BRANO DI TESTO
* * * * *

Apollo la vide e se ne innamorò, ma lei lo rifiutò e il dio, per convincerla a
cedere, le chiese di esprimere un desiderio: qualsiasi cosa avesse voluto lui
l’avrebbe concessa. E così la giovane raccolse da terra un pugno di sabbia e
domandò di poter vivere tanti anni quanti erano i granelli stretti nella mano,
dimenticando di chiedere che fossero anni di giovinezza. Fu così imprigionata
in una vita da mortale ma allungata a tal punto da divenire insopportabile. La
trasfigurazione di una donna così bella da essere amata da Apollo rappresenta
per Ovidio il fulcro della vicenda. Una metamorfosi estremamente terrena quanto
dolorosa. Perché il corpo della Sibilla non è fatto di essenza divina e lei
stessa lo ribadisce a scanso di equivoci o di sacrileghe attribuzioni: non
vuole essere venerata come una dea né onorata con incensi. La mutazione sarà
completa allorché la Sibilla diventerà invisibile, ma la sua voce continuerà ad
essere udita. Il suo aspetto riflette una malinconica sottomissione. Lo sguardo
fisso a terra, con il capo reclinato in attesa che il dio Apollo discenda nel
suo corpo, è un’immagine che Ovidio riprende dalla divinazione greca e di cui
si serve per dipingere con intensità la sua Sibilla. Per quanto scarso sia il
materiale iconografico superstite relativo alla Sibilla nel mondo romano,
quello di epoca imperiale giunto fino a noi riprende l’immagine offerta da
Ovidio di una giovane nel momento in cui si sottomette alla volontà di Apollo
per farsi interprete e depositaria del suo oracolo, strumento comunicante
del divino col mondo umano. È questa istantanea di una fanciulla seduta con lo
sguardo rivolto a terra e con fare dimesso, nel momento che precede il
vaticinio, che sembra imporsi nell’iconografia artistica augustea e
post-augustea (si veda il celebre affresco di Ercolano); gli artisti accolgono
quindi la versione ovidiana del mito, più umana, rispetto a quella trionfale e
fiera celebrata da Virgilio e immortalata nei volti incisi sulla numismatica
repubblicana.

* * * * *

DETTAGLI DEL COMPITO
Trascrivi per intero il brano sulla Sibilla e Apollo, senza cambiare nulla. Le righe non servono per svolgere il compito.

* * * * *

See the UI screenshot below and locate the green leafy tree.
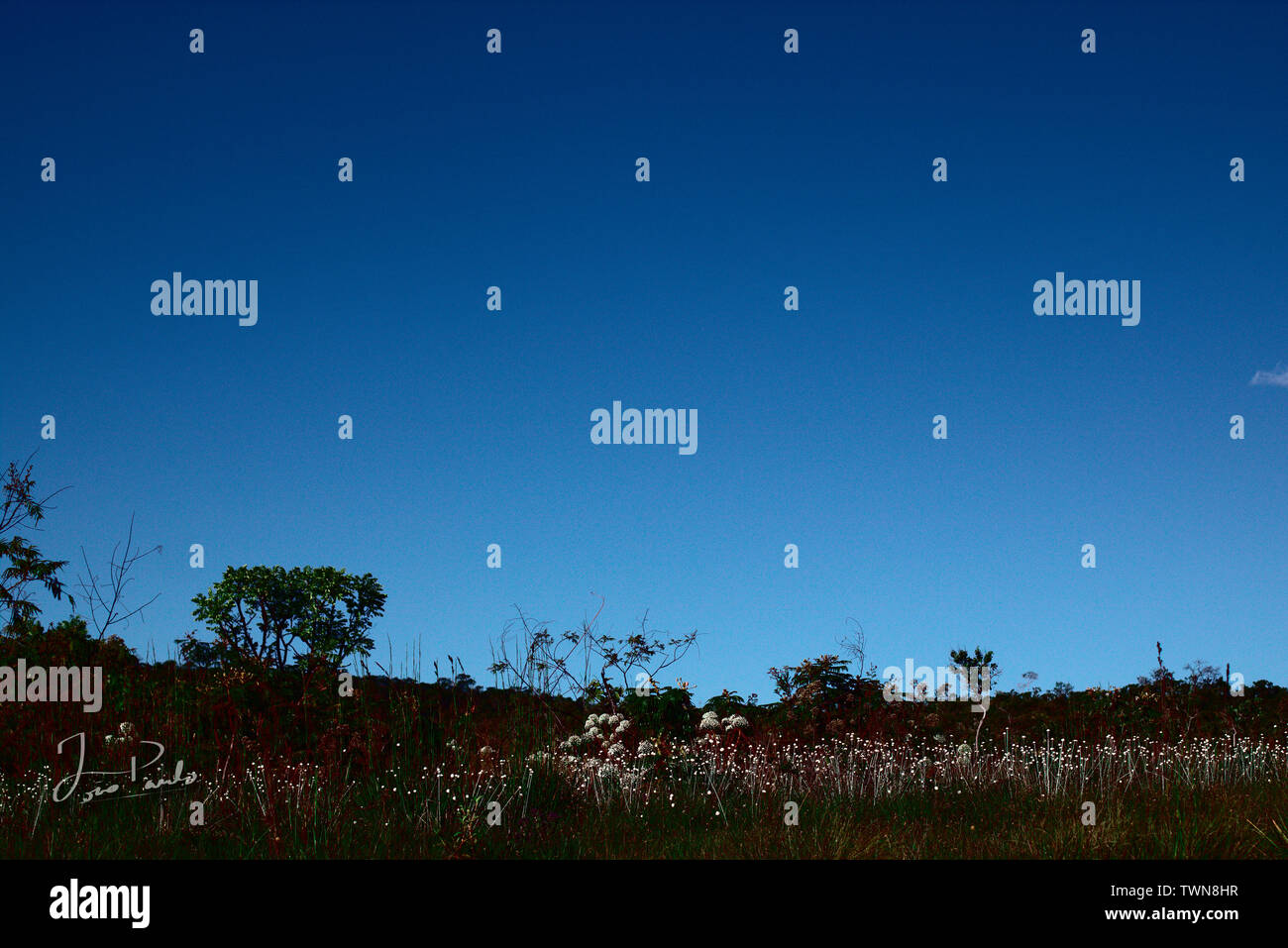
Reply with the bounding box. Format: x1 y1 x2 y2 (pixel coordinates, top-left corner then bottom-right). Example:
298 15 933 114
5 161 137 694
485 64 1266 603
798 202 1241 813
0 458 76 627
177 566 385 671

* * * * *

SOLUZIONE
Apollo la vide e se ne innamorò, ma lei lo rifiutò e il dio, per convincerla a
cedere, le chiese di esprimere un desiderio: qualsiasi cosa avesse voluto lui
l’avrebbe concessa. E così la giovane raccolse da terra un pugno di sabbia e
domandò di poter vivere tanti anni quanti erano i granelli stretti nella mano,
dimenticando di chiedere che fossero anni di giovinezza. Fu così imprigionata
in una vita da mortale ma allungata a tal punto da divenire insopportabile. La
trasfigurazione di una donna così bella da essere amata da Apollo rappresenta
per Ovidio il fulcro della vicenda. Una metamorfosi estremamente terrena quanto
dolorosa. Perché il corpo della Sibilla non è fatto di essenza divina e lei
stessa lo ribadisce a scanso di equivoci o di sacrileghe attribuzioni: non
vuole essere venerata come una dea né onorata con incensi. La mutazione sarà
completa allorché la Sibilla diventerà invisibile, ma la sua voce continuerà ad
essere udita. Il suo aspetto riflette una malinconica sottomissione. Lo sguardo
fisso a terra, con il capo reclinato in attesa che il dio Apollo discenda nel
suo corpo, è un’immagine che Ovidio riprende dalla divinazione greca e di cui
si serve per dipingere con intensità la sua Sibilla. Per quanto scarso sia il
materiale iconografico superstite relativo alla Sibilla nel mondo romano,
quello di epoca imperiale giunto fino a noi riprende l’immagine offerta da
Ovidio di una giovane nel momento in cui si sottomette alla volontà di Apollo
per farsi interprete e depositaria del suo oracolo, strumento comunicante
del divino col mondo umano. È questa istantanea di una fanciulla seduta con lo
sguardo rivolto a terra e con fare dimesso, nel momento che precede il
vaticinio, che sembra imporsi nell’iconografia artistica augustea e
post-augustea (si veda il celebre affresco di Ercolano); gli artisti accolgono
quindi la versione ovidiana del mito, più umana, rispetto a quella trionfale e
fiera celebrata da Virgilio e immortalata nei volti incisi sulla numismatica
repubblicana.